##### INPUT ROWS

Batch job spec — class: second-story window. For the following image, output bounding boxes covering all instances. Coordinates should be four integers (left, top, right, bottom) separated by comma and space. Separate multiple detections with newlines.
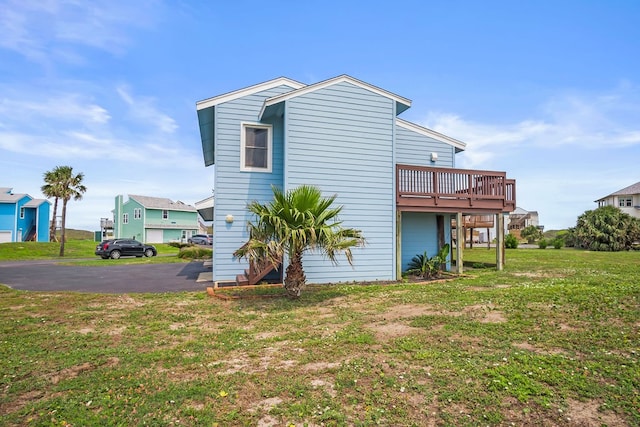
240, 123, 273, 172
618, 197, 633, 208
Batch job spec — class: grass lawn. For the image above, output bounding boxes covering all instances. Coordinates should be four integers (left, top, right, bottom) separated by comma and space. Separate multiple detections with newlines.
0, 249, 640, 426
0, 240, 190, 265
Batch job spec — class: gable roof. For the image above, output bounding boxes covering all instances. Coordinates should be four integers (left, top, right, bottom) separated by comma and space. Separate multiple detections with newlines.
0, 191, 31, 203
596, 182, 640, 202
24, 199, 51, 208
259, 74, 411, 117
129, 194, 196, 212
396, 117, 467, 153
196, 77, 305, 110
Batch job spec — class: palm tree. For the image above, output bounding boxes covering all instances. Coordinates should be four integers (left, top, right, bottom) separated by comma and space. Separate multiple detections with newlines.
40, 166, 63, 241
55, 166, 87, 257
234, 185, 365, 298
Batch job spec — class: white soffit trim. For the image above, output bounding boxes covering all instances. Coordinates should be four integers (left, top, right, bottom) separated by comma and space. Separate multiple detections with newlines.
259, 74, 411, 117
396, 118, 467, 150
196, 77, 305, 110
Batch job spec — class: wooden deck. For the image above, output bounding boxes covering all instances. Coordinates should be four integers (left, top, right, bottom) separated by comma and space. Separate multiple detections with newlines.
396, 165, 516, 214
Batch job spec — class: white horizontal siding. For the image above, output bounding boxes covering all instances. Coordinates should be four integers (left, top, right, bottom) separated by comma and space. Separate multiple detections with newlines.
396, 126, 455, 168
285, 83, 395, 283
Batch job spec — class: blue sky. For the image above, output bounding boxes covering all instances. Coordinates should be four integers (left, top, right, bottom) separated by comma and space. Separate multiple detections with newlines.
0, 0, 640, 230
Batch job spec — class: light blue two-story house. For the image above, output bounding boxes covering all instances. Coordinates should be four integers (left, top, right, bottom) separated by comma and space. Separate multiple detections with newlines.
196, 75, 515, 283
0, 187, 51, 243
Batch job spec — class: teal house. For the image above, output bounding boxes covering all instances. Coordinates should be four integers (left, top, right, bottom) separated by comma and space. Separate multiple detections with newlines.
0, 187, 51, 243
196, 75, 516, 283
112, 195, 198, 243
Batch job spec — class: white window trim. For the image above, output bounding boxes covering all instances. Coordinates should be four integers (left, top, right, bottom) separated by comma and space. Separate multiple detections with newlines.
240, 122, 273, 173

##########

* GOAL
Pull out each line of the listing above that contains the string "palm", treating uppercase and lowercase as different.

* COMPLETE OUTPUT
Batch job spec — class: palm tree. For the image above, output bounding boxes covering all instances. Coordinates should be four integers (left, top, right, bottom) separated by comma and space. Separate multiple detections with newlines.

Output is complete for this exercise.